→ Belge Bölümü:
▼

2017/130 K. 2017/155 T. 29.3.2017

VDDK., E. 2017/130 K. 2017/155 T. 29.3.2017

T.C. Danıştay Başkanlığı - Vergi Dava Daireleri Kurulu
Esas No.: 2017/130
Karar No.: 2017/155
Karar tarihi: 29.03.2017

İstemin_Özeti : Bir dönem kanuni temsilcisi ve ortağı olduğu F1 Matbacılık ve Tanıtım Hizmetleri Limited Şirketine ait vergi borçlarının tahsili amacıyla davacının N1 plakalı aracının trafik kaydına konulan haczin kaldırılması istemiyle dava açılmıştır.

Ankara 5. Vergi Mahkemesi, 21.4.2015 gün ve E:2014/2003, K:2015/1071 sayılı kararıyla; 6183 sayılı Amme Alacaklarının Tahsili Usulü Hakkında Kanunun 54, 55 ve 62'nci maddeleri ile 213 sayılı Vergi Usul Kanununun 10'uncu madde hükümlerine yer verdikten sonra; asıl borçlu şirketin kanuni temsilciliğinden, 23.11.1999 tarihli Türkiye Ticaret Sicili Gazetesinde yayımlanan 17.11.1999 tarihli ortaklar kurulu kararıyla, hisselerini devretmek suretiyle ayrıldığı anlaşılan davacının, bu tarihten sonraki dönemlere ait borçlardan sorumlu tutulamayacağı gerekçesiyle, haczi kaldırmıştır.

Davalı idarenin temyiz istemini inceleyen Danıştay Dördüncü Dairesi, 12.4.2016 gün ve E:2015/7376, K:2016/1572 sayılı kararıyla; haczin dayanağı ödeme emrini iptal eden Ankara 5. Vergi Mahkemesinin 29.5.2015 gün ve E:2014/2004, K:2015/1364 sayılı kararının, Dairelerinin 12.4.2016 gün ve E:2015/10077, K:2016/1580 sayılı kararıyla bozulduğu gerekçesiyle, söz konusu karar sonucu oluşacak hukuki durum dikkate alınarak yeniden karar verilmek üzere, kararı bozmuştur.

▲

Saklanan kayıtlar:
▼

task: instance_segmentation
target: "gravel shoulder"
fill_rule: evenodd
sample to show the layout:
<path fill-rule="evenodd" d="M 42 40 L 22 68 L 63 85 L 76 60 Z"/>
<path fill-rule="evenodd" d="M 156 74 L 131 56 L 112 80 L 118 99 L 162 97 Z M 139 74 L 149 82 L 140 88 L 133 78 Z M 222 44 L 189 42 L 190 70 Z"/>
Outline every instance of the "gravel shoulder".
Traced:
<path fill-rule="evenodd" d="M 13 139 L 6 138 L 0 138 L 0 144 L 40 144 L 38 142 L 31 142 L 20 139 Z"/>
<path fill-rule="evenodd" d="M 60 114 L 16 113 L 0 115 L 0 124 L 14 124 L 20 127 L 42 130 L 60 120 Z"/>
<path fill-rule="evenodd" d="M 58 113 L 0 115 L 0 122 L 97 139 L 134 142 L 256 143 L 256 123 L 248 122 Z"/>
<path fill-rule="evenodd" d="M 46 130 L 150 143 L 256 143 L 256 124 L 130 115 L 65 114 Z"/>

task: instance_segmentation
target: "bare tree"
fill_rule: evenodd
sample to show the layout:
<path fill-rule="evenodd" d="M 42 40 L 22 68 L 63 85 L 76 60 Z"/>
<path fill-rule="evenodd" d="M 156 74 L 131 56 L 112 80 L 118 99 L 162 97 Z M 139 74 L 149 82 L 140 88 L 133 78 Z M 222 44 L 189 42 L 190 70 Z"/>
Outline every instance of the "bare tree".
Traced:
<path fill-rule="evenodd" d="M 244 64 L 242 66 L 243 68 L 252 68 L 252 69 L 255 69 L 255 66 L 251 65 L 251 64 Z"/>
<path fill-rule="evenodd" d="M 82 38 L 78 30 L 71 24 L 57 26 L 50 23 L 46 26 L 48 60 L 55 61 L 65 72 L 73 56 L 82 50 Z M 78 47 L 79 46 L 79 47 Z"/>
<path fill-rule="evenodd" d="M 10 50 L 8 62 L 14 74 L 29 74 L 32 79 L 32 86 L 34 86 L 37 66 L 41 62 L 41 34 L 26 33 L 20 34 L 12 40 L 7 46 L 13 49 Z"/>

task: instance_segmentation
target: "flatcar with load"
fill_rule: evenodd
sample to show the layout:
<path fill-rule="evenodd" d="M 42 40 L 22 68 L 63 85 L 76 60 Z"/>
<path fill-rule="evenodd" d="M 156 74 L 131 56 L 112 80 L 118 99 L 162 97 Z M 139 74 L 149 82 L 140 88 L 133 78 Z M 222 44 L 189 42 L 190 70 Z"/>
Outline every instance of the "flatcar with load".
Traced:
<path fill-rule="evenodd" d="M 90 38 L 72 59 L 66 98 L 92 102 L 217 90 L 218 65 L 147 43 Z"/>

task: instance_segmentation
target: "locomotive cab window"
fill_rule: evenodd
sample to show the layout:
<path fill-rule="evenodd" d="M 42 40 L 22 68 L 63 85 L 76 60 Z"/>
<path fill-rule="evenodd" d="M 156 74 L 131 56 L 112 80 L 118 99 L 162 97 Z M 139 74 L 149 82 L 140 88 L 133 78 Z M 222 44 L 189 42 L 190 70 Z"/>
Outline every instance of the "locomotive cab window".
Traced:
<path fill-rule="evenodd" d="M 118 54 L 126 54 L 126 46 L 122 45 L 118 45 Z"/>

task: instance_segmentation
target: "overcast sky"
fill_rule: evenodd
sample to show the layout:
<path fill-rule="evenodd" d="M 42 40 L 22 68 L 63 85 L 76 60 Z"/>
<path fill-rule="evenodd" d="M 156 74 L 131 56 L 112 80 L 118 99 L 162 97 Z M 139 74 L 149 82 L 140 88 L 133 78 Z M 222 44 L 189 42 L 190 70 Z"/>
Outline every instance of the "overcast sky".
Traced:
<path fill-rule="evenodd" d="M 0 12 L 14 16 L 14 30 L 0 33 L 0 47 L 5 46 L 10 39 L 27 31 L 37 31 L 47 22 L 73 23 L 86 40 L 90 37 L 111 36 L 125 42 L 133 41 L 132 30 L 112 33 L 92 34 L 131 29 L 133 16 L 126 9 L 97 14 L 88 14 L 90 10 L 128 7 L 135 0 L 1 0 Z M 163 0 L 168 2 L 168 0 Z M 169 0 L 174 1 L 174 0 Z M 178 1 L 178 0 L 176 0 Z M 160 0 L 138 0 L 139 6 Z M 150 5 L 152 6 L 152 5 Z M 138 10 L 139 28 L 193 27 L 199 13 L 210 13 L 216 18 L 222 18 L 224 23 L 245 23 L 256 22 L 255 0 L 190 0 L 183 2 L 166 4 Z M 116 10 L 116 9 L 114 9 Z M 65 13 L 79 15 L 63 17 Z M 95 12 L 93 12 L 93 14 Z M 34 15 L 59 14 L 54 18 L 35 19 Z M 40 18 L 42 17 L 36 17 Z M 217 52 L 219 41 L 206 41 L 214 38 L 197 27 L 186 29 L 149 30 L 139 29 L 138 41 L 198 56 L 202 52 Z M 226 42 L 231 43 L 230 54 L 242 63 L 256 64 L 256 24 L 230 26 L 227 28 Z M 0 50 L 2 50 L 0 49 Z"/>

▲

→ Belirtilen Amaç 1:
Danıştay kararına göre vergi borçlarının tahsili amacıyla haciz neye konulmuştur?
→ Belirtilen Amaç 2:
Kayıtların ilk satırından başlayıp "46 130 L 150" ifadesinin geçtiği satıra kadar, iki uç da dahil, satırları birebir kopyalar mısın?
Metin ile kayıtlar arasında hiçbir bağlantı yoktur.

→ Nihai Cevap 1:
Davacının N1 plakalı aracının trafik kaydına.

→ Nihai Cevap 2:
task: instance_segmentation
target: "gravel shoulder"
fill_rule: evenodd
sample to show the layout:
<path fill-rule="evenodd" d="M 42 40 L 22 68 L 63 85 L 76 60 Z"/>
<path fill-rule="evenodd" d="M 156 74 L 131 56 L 112 80 L 118 99 L 162 97 Z M 139 74 L 149 82 L 140 88 L 133 78 Z M 222 44 L 189 42 L 190 70 Z"/>
Outline every instance of the "gravel shoulder".
Traced:
<path fill-rule="evenodd" d="M 13 139 L 6 138 L 0 138 L 0 144 L 40 144 L 38 142 L 31 142 L 20 139 Z"/>
<path fill-rule="evenodd" d="M 60 114 L 16 113 L 0 115 L 0 124 L 14 124 L 20 127 L 42 130 L 60 120 Z"/>
<path fill-rule="evenodd" d="M 58 113 L 0 115 L 0 122 L 97 139 L 134 142 L 256 143 L 256 123 L 248 122 Z"/>
<path fill-rule="evenodd" d="M 46 130 L 150 143 L 256 143 L 256 124 L 130 115 L 65 114 Z"/>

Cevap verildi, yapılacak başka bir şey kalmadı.